▶ _STORED RECORDS_:
______________________________
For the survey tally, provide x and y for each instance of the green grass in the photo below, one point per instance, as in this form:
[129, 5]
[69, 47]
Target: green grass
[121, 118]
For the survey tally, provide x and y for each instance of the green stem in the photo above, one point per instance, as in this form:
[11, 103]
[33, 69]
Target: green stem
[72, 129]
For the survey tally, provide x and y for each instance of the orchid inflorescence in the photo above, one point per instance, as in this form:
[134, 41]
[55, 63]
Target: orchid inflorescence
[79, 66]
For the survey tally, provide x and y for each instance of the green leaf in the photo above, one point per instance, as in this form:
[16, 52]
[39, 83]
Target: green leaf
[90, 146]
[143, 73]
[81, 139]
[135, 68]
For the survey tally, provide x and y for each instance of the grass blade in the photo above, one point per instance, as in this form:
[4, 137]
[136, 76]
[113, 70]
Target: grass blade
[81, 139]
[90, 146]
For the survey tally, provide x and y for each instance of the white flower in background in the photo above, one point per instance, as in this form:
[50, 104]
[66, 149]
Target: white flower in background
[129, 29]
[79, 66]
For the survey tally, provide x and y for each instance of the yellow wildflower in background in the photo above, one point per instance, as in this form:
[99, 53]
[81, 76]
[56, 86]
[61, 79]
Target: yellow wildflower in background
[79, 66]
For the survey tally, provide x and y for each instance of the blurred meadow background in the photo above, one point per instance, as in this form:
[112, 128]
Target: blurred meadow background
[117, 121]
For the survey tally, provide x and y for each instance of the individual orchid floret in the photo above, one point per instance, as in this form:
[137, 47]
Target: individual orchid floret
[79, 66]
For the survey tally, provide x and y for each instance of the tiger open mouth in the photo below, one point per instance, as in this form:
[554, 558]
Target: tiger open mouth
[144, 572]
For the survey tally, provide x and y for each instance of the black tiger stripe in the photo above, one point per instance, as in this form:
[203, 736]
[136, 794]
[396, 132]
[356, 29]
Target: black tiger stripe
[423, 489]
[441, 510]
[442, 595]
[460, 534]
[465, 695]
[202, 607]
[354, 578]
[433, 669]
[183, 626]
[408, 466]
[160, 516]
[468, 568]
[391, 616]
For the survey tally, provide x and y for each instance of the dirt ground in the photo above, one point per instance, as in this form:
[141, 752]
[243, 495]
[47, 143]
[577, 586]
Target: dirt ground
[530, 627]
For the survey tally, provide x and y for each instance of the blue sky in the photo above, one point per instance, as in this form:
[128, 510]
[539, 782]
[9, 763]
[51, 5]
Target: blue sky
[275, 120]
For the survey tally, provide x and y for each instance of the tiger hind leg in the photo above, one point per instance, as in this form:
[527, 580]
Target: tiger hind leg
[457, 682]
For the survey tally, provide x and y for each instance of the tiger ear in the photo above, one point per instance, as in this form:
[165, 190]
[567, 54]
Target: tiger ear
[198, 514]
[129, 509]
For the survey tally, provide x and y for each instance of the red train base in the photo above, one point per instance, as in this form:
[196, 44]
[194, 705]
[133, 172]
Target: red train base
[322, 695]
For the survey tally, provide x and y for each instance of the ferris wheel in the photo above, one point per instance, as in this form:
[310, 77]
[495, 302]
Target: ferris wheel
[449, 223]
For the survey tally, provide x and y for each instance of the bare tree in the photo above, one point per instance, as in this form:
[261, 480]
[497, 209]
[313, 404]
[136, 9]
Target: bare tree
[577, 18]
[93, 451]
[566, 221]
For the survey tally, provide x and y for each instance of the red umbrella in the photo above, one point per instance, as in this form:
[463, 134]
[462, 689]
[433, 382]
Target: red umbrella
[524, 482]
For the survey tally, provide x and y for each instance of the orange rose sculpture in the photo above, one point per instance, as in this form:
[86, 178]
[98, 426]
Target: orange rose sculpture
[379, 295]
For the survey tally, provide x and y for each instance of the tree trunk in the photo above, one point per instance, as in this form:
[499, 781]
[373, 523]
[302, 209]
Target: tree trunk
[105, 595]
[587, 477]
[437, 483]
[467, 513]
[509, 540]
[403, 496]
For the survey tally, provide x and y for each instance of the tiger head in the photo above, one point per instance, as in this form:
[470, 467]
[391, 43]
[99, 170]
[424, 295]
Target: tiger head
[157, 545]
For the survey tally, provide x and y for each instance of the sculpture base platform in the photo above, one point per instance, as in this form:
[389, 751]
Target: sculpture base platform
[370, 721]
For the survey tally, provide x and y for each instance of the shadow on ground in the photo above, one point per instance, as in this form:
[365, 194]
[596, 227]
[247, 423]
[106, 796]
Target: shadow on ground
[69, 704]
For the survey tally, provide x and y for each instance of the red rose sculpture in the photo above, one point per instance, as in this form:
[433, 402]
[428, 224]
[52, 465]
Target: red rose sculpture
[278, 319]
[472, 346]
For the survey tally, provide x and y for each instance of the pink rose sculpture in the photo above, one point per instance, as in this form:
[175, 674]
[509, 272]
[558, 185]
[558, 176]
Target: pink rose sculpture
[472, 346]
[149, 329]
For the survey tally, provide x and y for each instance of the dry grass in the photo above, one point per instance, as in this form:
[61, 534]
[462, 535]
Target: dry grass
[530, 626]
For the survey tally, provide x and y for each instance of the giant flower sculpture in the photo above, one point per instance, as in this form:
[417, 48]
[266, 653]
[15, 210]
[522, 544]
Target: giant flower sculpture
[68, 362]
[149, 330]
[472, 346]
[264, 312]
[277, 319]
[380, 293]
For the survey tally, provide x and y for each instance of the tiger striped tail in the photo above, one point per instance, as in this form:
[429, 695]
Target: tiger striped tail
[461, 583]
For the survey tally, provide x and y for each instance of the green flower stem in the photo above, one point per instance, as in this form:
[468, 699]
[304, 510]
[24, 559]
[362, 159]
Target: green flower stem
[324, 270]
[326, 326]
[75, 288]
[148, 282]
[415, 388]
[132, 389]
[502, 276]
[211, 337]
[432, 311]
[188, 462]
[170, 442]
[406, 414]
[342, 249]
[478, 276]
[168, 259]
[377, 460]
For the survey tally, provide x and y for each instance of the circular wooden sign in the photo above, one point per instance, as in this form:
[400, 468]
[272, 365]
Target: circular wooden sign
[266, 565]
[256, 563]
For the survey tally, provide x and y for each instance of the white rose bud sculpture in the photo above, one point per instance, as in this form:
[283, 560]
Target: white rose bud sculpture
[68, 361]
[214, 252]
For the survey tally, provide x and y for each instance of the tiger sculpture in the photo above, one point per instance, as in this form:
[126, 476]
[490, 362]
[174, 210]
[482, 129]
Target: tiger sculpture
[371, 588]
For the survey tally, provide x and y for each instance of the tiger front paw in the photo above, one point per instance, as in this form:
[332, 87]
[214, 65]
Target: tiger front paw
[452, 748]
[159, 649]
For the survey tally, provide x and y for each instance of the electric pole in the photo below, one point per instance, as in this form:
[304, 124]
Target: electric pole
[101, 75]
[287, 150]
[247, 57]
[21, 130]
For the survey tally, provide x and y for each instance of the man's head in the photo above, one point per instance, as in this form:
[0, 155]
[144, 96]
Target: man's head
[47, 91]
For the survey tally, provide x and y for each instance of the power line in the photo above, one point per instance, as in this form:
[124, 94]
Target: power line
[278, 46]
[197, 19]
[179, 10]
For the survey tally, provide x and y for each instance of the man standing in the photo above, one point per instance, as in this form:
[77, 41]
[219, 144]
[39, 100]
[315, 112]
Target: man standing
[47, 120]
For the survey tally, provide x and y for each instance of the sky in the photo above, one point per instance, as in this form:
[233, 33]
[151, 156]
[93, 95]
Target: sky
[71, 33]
______________________________
▶ _WHAT TO WORK ON_: Rewrite all of the records above, substituting "field count" for every occurrence of "survey tally" and leaving everything else unchanged.

▶ _SOLUTION FOR THIS EXERCISE_:
For the field count, provide x and y for each instance of the green grass in the photo below, one point per instance, as in this form:
[129, 5]
[69, 47]
Target: green grass
[121, 118]
For the field count, provide x and y for each instance of the green stem in the photo above, one point per instance, as in this form:
[11, 103]
[33, 69]
Target: green stem
[72, 129]
For the field count, provide x and y for each instance of the orchid inflorescence in the photo above, one point per instance, as in this form:
[134, 41]
[55, 63]
Target: orchid inflorescence
[79, 66]
For the field count, provide x and y for each instance of the green leaf in the photo above, one point per instance, as in this form:
[16, 52]
[39, 83]
Target: green leaf
[90, 146]
[143, 73]
[81, 139]
[135, 68]
For the field count, provide x and y for each instance of the grass blade in the photo above, one point per instance, as in this form:
[4, 137]
[136, 76]
[113, 70]
Target: grass blade
[81, 139]
[90, 146]
For the field count, provide x and y for each instance of the white flower in background in the photo above, one point per instance, as in this form:
[50, 104]
[66, 149]
Target: white flower in background
[129, 29]
[79, 66]
For the field count, provide x and y for each instance of the yellow wildflower in background in the photo above, one point per instance, as in this form:
[99, 53]
[81, 76]
[56, 86]
[61, 79]
Target: yellow wildflower in background
[79, 66]
For the field count, provide x and y for each instance of the blurred meadow background in the photo above, one point per instance, as in this form:
[112, 128]
Target: blurred meadow background
[117, 121]
For the field count, provide x and y for each instance of the individual orchid floret in the photo above, one point per instance, as in this form:
[137, 47]
Target: individual orchid floret
[79, 66]
For the field count, provide x and y for each instance of the tiger open mouth in the photo below, one point per instance, as in this form:
[554, 558]
Target: tiger open mouth
[144, 572]
For the field count, provide x and y for each instance of the black tiger stripe in the photo above, one point per instance, as in this form:
[203, 736]
[136, 794]
[396, 132]
[356, 29]
Target: black tiger stripe
[423, 489]
[441, 510]
[442, 595]
[460, 534]
[465, 695]
[202, 607]
[354, 578]
[433, 669]
[183, 626]
[408, 466]
[160, 516]
[468, 568]
[391, 616]
For the field count, provide x and y for each instance of the dirt ground in the photo above, one point per instance, as in this form:
[141, 752]
[243, 495]
[47, 143]
[577, 586]
Target: dirt ground
[530, 627]
For the field count, provide x and y for each instance of the blue sky in the photo above, one point per instance, as in this form:
[128, 510]
[539, 782]
[9, 763]
[51, 5]
Target: blue sky
[275, 120]
For the field count, provide x and y for each instance of the tiger hind leg in the photo above, one point per instance, as in this form:
[527, 580]
Target: tiger hind leg
[457, 682]
For the field count, provide x and y for each instance of the tiger ear in the photo above, one point per instance, as in this form:
[165, 190]
[567, 54]
Target: tiger ear
[198, 514]
[129, 509]
For the field count, provide x and y for each instance of the red train base in the photo above, one point per instance, as in this form:
[196, 44]
[194, 705]
[133, 172]
Target: red train base
[322, 695]
For the field count, provide x and y for each instance of the ferris wheel in the photo above, one point per instance, as in this form:
[310, 77]
[495, 302]
Target: ferris wheel
[449, 223]
For the field count, provide x and y for each instance of the bare tree in the photo above, one point per instance, as in this form:
[261, 480]
[497, 209]
[313, 404]
[136, 9]
Target: bare tree
[577, 18]
[93, 451]
[566, 221]
For the field count, provide x and y for each instance of the red umbrella in the photo above, one point per instance, as in this form:
[463, 134]
[462, 689]
[433, 382]
Target: red umbrella
[524, 482]
For the field count, provide x and y for each instance of the orange rose sculpture in the photo above, one point per instance, as in this form:
[86, 178]
[98, 426]
Target: orange rose sculpture
[379, 295]
For the field count, provide x and y for each instance of the tree trunk in the photo above, one point per instance, as in this form:
[499, 781]
[373, 523]
[302, 209]
Target: tree trunk
[105, 595]
[587, 477]
[437, 483]
[467, 513]
[509, 540]
[403, 496]
For the field count, provide x and y for each instance of the tiger head in the photo above, one point per instance, as in this form:
[470, 467]
[391, 43]
[99, 170]
[424, 295]
Target: tiger head
[157, 545]
For the field count, provide x and y for each instance of the sculpture base platform in the photo above, one point per instance, as in this form:
[389, 751]
Target: sculpture base platform
[370, 721]
For the field count, provide x and y for each instance of the shadow on ground in the photo above, one point per instance, as in this form:
[365, 194]
[596, 227]
[247, 423]
[106, 796]
Target: shadow on ground
[69, 704]
For the field count, provide x and y for each instance of the red rose sculpture in the photo above, one point per instance, as in this form:
[433, 402]
[428, 224]
[52, 465]
Target: red rose sculpture
[278, 319]
[472, 346]
For the field count, provide x and y for each instance of the pink rose sculpture in the photo above, one point per instance, as in this form:
[175, 674]
[509, 272]
[558, 185]
[558, 176]
Target: pink rose sculpture
[472, 346]
[149, 329]
For the field count, provide x and y for each instance of the dry grass in the photo above, one point per instance, as in this form:
[61, 534]
[462, 535]
Target: dry grass
[530, 626]
For the field count, provide x and y for each instance of the giant flower sculpture in the photo above, one point per instance, as in this form:
[417, 48]
[266, 653]
[15, 210]
[522, 544]
Target: giant flower sculpture
[68, 362]
[149, 330]
[472, 346]
[264, 312]
[277, 319]
[380, 293]
For the field count, provide x and y for each instance of the tiger striped tail in the photo above, one point per instance, as in this form:
[429, 695]
Target: tiger striped tail
[461, 583]
For the field count, provide x and y for each instance of the green flower stem in the photo above, one point per instance, as in this form:
[468, 699]
[304, 510]
[24, 559]
[362, 159]
Target: green flower stem
[324, 270]
[326, 326]
[75, 288]
[148, 282]
[415, 388]
[132, 389]
[502, 276]
[211, 337]
[432, 311]
[188, 462]
[170, 442]
[406, 414]
[342, 249]
[478, 276]
[168, 259]
[377, 460]
For the field count, provide x and y for each instance of the circular wooden sign in the photo above, one point per instance, as in this form:
[400, 468]
[272, 365]
Target: circular wooden sign
[266, 565]
[256, 563]
For the field count, provide x and y for each instance of the white rose bud sculpture in the photo above, one point per instance, as in this form:
[283, 560]
Target: white rose bud sculpture
[68, 361]
[214, 252]
For the field count, provide x and y for each instance of the tiger sculpture in the photo above, one point per instance, as in this form:
[126, 476]
[490, 362]
[174, 210]
[482, 129]
Target: tiger sculpture
[371, 588]
For the field count, provide x and y for each instance of the tiger front paw in the photo above, one point per instance, as in this form:
[332, 87]
[214, 65]
Target: tiger front paw
[452, 748]
[159, 649]
For the field count, provide x and y for each instance of the electric pole in the photo below, one point per instance, as in this form:
[304, 124]
Target: electric pole
[101, 75]
[287, 150]
[247, 57]
[21, 130]
For the field count, provide x and y for each instance of the man's head in the photo above, one point per instance, as in this form:
[0, 155]
[144, 96]
Target: man's head
[47, 91]
For the field count, provide x and y for each instance of the power line in the photo above, one point per instance, as in this form:
[124, 94]
Target: power line
[278, 46]
[197, 19]
[179, 10]
For the field count, provide x and y for each instance of the man standing in the photo above, one point per instance, as in this form:
[77, 41]
[219, 144]
[39, 100]
[315, 112]
Target: man standing
[47, 120]
For the field count, provide x and y for each instance of the sky in the photo above, one point per instance, as in this form:
[233, 33]
[151, 156]
[93, 95]
Target: sky
[71, 33]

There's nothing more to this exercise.